Position annotation records:

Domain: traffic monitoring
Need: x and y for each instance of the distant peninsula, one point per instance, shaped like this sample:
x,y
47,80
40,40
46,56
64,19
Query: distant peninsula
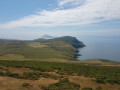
x,y
59,48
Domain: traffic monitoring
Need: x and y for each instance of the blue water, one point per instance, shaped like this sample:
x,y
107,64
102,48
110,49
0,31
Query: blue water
x,y
100,48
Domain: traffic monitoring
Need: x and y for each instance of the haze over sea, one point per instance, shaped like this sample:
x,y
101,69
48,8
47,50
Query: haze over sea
x,y
100,48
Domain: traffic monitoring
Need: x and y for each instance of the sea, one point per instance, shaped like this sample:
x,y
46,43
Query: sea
x,y
100,48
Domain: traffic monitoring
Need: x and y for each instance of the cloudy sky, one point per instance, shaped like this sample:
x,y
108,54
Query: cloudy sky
x,y
29,19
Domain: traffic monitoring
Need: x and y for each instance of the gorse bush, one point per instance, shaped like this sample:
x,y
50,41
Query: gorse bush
x,y
64,84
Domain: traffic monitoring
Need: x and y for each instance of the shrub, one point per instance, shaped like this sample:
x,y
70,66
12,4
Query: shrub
x,y
87,88
64,84
25,84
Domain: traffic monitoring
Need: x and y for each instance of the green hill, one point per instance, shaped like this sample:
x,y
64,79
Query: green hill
x,y
62,48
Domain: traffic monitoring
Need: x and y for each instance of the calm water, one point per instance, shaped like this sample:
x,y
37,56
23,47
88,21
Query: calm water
x,y
103,48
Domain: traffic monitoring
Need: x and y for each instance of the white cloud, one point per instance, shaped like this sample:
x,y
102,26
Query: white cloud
x,y
91,11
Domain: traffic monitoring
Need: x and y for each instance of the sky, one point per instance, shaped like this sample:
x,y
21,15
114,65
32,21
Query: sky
x,y
30,19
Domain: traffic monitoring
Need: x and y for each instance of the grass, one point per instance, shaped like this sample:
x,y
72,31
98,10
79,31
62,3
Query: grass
x,y
102,74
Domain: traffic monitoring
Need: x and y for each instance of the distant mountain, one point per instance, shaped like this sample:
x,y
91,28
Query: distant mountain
x,y
47,36
60,48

### What is required
Output a faithful copy of the data, with each picture left out.

### Full output
Domain: traffic monitoring
Need: x and y for each instance of the distant peninsula, one point per instance, shaped like this sample:
x,y
47,80
40,40
46,56
64,19
Query: distant peninsula
x,y
59,48
Domain: traffic monitoring
Need: x and y for each instance of the blue water, one point per instance, shaped like this sample:
x,y
107,64
102,48
110,49
0,31
Query: blue water
x,y
100,48
Domain: traffic monitoring
Need: x and y for each instance of the haze over sea, one point per instance, shaped like this sample:
x,y
101,69
48,8
47,50
Query: haze over sea
x,y
100,48
Domain: traffic monitoring
Need: x and y for each instance of the sea, one point per instance, shaped like this sample:
x,y
46,43
Query: sea
x,y
100,48
Domain: traffic monitoring
Need: x and y for each instance of the cloudy sky, one point per instance, shaped like this sample:
x,y
108,54
Query: cloudy sky
x,y
29,19
Domain: traffic monitoring
Need: x and y for each instance of the gorse bush, one point per instance, shaped like this sample:
x,y
50,41
Query: gorse bush
x,y
64,84
Domain: traffic monitoring
Need: x and y for each instance of the shrub, one point per instance, shaped like this sample:
x,y
70,66
12,4
Query: shrub
x,y
87,88
64,84
25,84
Domain: traffic monitoring
Need: x and y for each instance of the green hill, one point per instance, shaped like this sample:
x,y
64,79
Query: green hill
x,y
62,48
Domain: traffic monitoring
Need: x and y for each instance of the calm water, one point per instance, shaped like this sample:
x,y
37,56
23,47
88,21
Query: calm water
x,y
103,48
Domain: traffic monitoring
Need: x and y for each instance of the white cloud, one point per instance, shaped like this sample:
x,y
102,26
Query: white cloud
x,y
91,11
Domain: traffic monitoring
Need: x and y for each instance of the sky, one point per instance, shaped like this sample:
x,y
21,15
114,65
32,21
Query: sky
x,y
30,19
Domain: traffic monitoring
Need: x and y for each instance of the grass, one point per instance, shaped like this sample:
x,y
72,31
98,10
79,31
62,3
Query: grass
x,y
102,74
Domain: traffic monitoring
Need: x and y for each instance of the distant mountain, one point per instance, shaped like this sample:
x,y
91,28
Query: distant mountain
x,y
47,36
60,48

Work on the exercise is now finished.